課題の要件 » 次の行から、文字列「bread」を含む行をすべて抜き出すこと。大文字と小文字は区別する。

処理対象データ »
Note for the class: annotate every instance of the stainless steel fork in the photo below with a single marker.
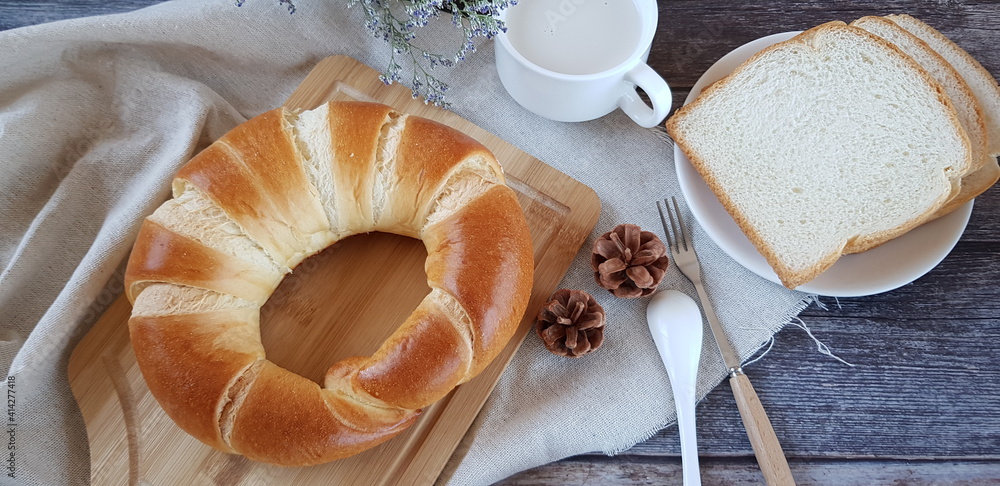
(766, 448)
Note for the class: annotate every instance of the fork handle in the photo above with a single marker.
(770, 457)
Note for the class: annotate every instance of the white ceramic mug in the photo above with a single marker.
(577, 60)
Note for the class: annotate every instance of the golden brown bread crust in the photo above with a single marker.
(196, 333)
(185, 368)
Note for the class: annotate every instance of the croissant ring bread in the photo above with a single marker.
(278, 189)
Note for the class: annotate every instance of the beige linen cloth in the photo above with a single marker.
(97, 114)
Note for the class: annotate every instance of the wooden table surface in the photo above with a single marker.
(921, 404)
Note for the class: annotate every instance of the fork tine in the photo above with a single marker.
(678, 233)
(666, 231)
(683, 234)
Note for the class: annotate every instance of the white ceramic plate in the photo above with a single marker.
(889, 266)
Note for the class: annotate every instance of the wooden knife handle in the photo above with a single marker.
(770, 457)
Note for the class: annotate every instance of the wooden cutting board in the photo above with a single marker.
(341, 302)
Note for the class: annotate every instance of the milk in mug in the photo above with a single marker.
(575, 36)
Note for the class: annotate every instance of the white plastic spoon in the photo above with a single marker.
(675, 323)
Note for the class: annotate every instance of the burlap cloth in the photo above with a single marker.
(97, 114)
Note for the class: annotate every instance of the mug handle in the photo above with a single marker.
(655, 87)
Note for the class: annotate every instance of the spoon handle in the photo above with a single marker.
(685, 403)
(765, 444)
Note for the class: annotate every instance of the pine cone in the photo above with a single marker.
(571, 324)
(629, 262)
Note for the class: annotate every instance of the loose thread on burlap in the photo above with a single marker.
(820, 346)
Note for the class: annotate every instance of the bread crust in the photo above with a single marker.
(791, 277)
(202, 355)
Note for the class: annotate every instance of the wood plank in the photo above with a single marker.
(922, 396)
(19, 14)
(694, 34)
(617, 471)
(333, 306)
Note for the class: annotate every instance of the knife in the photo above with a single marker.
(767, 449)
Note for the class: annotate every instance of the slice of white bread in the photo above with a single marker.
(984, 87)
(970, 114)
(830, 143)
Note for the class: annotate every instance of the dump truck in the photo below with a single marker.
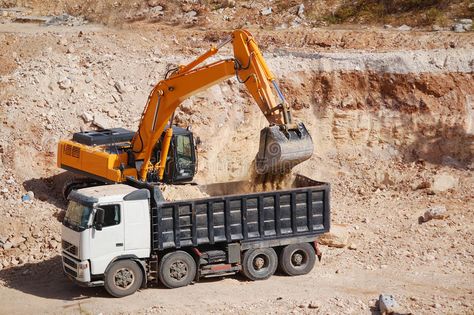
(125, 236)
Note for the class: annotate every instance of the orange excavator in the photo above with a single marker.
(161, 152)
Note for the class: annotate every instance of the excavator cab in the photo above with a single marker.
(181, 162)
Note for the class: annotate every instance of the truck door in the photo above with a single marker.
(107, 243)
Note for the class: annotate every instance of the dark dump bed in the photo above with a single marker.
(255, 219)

* * *

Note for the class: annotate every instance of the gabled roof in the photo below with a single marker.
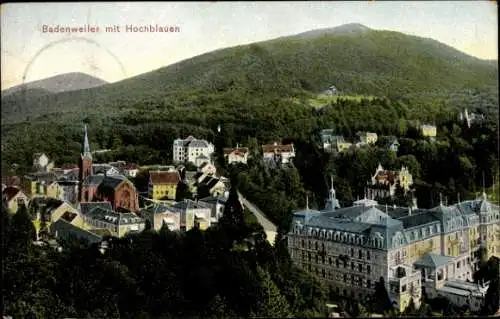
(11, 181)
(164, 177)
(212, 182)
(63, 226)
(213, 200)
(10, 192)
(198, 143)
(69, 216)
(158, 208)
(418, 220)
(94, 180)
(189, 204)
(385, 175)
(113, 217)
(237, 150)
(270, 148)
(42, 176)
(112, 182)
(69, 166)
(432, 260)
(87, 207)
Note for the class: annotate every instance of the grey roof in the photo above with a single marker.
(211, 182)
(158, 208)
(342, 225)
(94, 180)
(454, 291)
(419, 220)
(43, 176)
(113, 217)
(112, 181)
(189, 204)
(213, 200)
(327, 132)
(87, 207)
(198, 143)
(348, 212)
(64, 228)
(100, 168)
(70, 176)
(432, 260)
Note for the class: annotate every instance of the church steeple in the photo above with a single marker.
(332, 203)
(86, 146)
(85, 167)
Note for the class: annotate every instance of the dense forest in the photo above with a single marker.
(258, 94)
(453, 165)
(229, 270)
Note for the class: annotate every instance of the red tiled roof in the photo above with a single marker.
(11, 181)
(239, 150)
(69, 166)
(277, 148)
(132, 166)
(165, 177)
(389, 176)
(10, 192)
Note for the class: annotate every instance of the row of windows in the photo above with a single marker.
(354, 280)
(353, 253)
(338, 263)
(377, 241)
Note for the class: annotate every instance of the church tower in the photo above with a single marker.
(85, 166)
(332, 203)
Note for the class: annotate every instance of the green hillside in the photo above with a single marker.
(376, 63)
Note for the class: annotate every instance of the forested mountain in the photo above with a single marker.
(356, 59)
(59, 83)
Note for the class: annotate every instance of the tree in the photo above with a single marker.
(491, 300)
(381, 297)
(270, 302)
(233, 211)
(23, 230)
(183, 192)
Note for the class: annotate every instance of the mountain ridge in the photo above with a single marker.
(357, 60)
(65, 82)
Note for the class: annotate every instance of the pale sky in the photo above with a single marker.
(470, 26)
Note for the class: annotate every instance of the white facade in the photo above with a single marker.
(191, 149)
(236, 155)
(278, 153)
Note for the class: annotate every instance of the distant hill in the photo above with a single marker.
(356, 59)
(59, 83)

最終結果 »
Note for the class: annotate every instance of the golden brown bread crust in the photo above with a single marker.
Note for the class: annotate every instance of the croissant ring bread in the photo above with a single marker.
Note for the class: annotate every instance of the bread crust in the photo above with a single marker.
Note for the class: annotate every instance of the slice of white bread in the photo above with a single marker.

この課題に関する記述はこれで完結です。